WHAT THE TASK ASKS =>
In the court passage about dhoti numbers below, who do the plaintiffs say is liable to be deceived?

14. It is contended, however, that plaintiffs' witnesses are mostly wholesale merchants and that though it may be conceded that in their minds the number is associated with goods of the plaintiffs' manufacture, it does not follow that the same is the case with the retail purchaser. Plaintiffs' case is that it is he who is liable to be deceived and not the wholesaler. Now it is true that the plaintiffs have not produced as much evidence as might have been expected as to the conditions in which retail selling takes place. Several of their witnesses who assert that the villager who goes into a shop to buy a dhoti or pair of dhoties inquires for the goods by a number are not really, it would seem, in a position to know. At first sight it might appear somewhat improbable that the illiterate customer would ask for his dhoti by mentioning a five figure number, whether in English or in the vernacular, and more likely that he would say a Nagpur dhoti or mention the name of the mill or simply say that he wanted a dhoti like he had before or the best to be had for Rs. 2 or whatever the price might be.

RECORDS SHOWN =>
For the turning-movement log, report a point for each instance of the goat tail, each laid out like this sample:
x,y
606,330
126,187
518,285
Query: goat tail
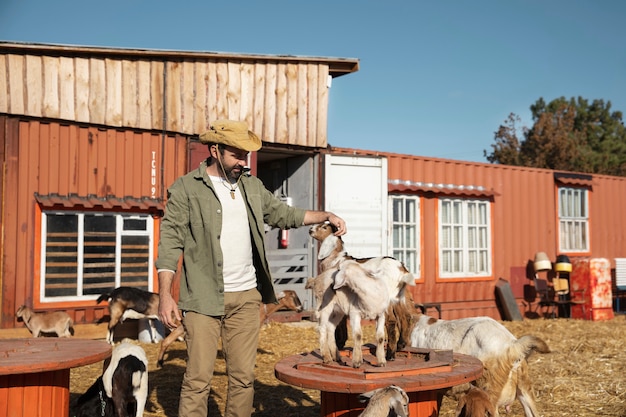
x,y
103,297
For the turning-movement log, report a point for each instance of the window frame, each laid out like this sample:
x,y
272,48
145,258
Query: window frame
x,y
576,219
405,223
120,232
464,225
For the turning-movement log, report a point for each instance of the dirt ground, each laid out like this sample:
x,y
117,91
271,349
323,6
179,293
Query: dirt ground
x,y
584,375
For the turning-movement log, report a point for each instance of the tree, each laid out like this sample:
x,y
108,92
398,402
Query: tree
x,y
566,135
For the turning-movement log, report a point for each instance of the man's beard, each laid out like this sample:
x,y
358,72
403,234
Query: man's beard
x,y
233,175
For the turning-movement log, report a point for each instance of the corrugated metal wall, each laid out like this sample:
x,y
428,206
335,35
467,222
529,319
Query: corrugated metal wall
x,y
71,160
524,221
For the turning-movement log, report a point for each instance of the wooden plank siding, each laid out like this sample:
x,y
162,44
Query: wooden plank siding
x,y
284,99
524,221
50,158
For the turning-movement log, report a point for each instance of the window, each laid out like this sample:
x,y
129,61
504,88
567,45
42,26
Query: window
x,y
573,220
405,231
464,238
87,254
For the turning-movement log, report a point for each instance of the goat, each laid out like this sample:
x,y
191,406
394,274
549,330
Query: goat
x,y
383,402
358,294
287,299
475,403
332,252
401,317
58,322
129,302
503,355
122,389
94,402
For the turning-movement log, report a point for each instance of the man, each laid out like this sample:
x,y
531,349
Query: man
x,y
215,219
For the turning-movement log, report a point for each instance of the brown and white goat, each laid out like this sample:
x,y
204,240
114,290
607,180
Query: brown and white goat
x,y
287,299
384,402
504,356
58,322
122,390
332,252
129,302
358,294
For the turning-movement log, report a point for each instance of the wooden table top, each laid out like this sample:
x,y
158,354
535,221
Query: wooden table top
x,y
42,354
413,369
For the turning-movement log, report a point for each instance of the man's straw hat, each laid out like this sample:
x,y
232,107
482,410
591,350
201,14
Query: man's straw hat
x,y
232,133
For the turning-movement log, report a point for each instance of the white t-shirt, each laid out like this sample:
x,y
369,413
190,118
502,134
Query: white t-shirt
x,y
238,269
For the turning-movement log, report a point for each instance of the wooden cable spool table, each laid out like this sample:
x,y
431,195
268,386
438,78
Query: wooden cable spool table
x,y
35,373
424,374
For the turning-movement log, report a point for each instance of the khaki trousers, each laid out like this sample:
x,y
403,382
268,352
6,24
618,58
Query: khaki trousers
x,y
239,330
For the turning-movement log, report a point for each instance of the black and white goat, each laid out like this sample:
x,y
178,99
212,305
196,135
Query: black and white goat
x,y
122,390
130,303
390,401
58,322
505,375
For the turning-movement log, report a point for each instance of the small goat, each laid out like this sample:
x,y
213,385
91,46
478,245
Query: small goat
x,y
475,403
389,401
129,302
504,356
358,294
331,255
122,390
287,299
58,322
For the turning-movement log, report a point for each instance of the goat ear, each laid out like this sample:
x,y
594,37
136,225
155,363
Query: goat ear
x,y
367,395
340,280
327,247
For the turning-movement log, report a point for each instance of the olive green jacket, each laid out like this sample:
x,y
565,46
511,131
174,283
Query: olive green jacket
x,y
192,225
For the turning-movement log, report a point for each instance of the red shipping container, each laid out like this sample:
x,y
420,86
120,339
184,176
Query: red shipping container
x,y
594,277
---
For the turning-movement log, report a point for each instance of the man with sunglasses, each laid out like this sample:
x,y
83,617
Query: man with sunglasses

RESULT OF THIS TASK =>
The retail purchaser, not the wholesaler.